▶ **Set problem**: Put the text of all the records below into a numbered list, one line per item, and leave out any blank lines. Omit the pictures from your answer.

--- Supplied records ---

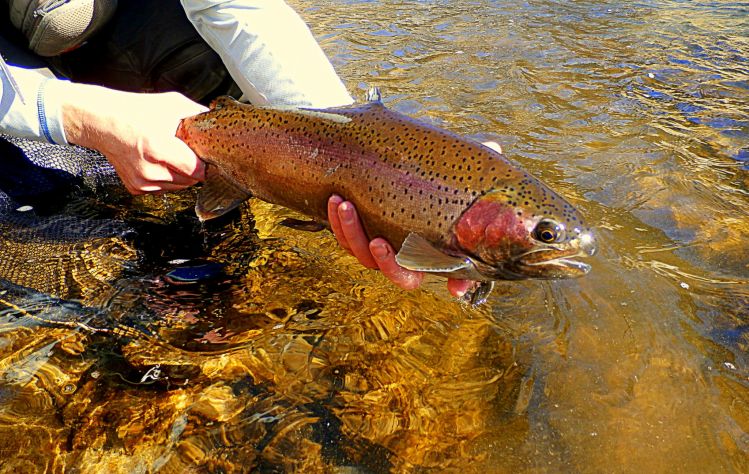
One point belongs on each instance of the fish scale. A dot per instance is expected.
(459, 199)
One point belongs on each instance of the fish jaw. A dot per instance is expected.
(501, 242)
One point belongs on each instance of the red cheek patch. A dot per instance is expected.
(487, 223)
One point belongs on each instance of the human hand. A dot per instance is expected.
(377, 254)
(136, 133)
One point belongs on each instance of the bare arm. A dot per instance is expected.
(136, 134)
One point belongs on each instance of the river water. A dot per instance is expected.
(299, 359)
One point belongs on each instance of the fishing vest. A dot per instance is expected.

---

▶ **Task answer**:
1. One point belongs on each instance of the fish scale. A dot per instance is expected.
2. (459, 199)
3. One point belongs on each instance of the fish jaw. A dot per instance is expected.
4. (501, 242)
5. One point belongs on each instance of the red cheek patch. A dot per instance is expected.
6. (487, 223)
7. One point belongs on each instance of the human hand. A dot per instance is expected.
8. (377, 254)
9. (136, 133)
10. One point belongs on each instance of the bare arm. A dot per instance is expected.
11. (136, 134)
12. One point belongs on each instance of the river water. A dot per instance is expected.
13. (299, 359)
14. One point belongs on each instance of the fishing vest. A dot per instance is expected.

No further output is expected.